◆ TEXT
───
Egon Becker, Thomas Jahn (Hrsg.): "Soziale Ökologie"

Grundzüge einer Wissenschaft von den gesellschaftlichen Naturverhältnissen


Wissenschaft und Alltag

Ein gewichtiges Buch über die "Grundzüge einer Wissenschaft von den gesellschaftlichen Naturverhältnissen" (Untertitel) liegt hier vor als kollektive Leistung der Forschungsgruppe im "Institut für sozial-ökologische Forschung" (ISOE) in Frankfurt/Main. Geboten wird erstmals ein umfassender Überblick über die Soziale Ökologie als Wissenschaft, ihre Entstehung aus einer Vielzahl von Disziplinen und ihre Entwicklung zu einer integrierten Umweltforschung. Mittlerweile gefördert durch das "Bundesministerium für Bildung und Forschung" (BMBF) wurden eine Vielzahl von Forschungsergebnissen vorgelegt auf den "gesellschaftlichen Handlungsfeldern" Mobilität, Ernährung, Wasserversorgung, Raumentwicklung und Ressourcennutzung. Das Buch erläutert, wie die Soziale Ökologie entstanden ist und warum eine derartige Wissenschaft von den gesellschaftlichen Naturverhältnissen unverzichtbar ist.
───
◆ DATENSATZ

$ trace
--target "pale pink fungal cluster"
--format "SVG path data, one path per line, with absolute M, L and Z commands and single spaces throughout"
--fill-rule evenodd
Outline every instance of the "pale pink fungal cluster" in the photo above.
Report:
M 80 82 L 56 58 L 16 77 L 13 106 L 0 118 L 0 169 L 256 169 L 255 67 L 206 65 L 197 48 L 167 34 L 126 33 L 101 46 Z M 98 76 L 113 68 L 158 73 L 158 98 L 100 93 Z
───
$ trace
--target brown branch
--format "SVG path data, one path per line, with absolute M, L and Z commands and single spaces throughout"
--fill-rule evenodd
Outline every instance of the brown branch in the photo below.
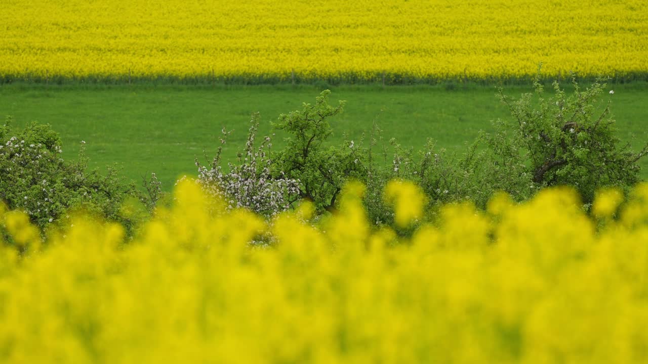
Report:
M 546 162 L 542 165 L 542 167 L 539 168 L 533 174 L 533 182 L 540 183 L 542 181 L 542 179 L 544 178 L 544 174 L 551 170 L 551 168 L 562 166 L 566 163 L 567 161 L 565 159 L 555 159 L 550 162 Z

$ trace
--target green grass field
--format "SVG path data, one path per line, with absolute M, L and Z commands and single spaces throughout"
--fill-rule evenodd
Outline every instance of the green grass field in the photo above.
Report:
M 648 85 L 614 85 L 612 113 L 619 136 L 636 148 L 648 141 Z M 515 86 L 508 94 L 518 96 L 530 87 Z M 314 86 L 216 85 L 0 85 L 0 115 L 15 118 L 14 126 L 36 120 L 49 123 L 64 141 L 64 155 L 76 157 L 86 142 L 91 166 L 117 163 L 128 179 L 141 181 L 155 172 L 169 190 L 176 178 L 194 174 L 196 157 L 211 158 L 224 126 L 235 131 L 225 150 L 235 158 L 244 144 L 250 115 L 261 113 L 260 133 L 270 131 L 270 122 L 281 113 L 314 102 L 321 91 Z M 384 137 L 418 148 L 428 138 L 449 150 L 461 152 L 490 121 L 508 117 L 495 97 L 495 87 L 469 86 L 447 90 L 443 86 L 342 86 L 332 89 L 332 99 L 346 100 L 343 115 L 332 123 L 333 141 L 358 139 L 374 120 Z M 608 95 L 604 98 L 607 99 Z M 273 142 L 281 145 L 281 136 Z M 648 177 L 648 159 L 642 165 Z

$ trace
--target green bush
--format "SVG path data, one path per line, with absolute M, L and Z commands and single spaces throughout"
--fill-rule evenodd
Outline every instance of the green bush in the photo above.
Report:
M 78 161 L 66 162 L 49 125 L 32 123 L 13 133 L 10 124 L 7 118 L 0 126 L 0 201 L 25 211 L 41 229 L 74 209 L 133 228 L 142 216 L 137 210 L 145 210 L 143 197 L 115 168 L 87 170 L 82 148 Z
───
◆ ÜBUNGSAUFGABEN
A: Übertragen Sie diesen Satz aus dem Text zur Sozialen Ökologie ins Englische: "Das Buch erläutert, wie die Soziale Ökologie entstanden ist und warum eine derartige Wissenschaft von den gesellschaftlichen Naturverhältnissen unverzichtbar ist."
B: Beantworten Sie anhand des Textes zur Sozialen Ökologie kurz:
(i) In welcher Stadt befindet sich das "Institut für sozial-ökologische Forschung"?
(ii) Welches Ministerium wird als Förderer genannt?
(iii) Welche "gesellschaftlichen Handlungsfelder" werden aufgezählt?

◆ ERGEBNISSE JE AUFGABE
A: The book explains how social ecology came into being and why such a science of societal relations to nature is indispensable.

B:
(i) In Frankfurt/Main.
(ii) Das "Bundesministerium für Bildung und Forschung" (BMBF).
(iii) Mobilität, Ernährung, Wasserversorgung, Raumentwicklung und Ressourcennutzung.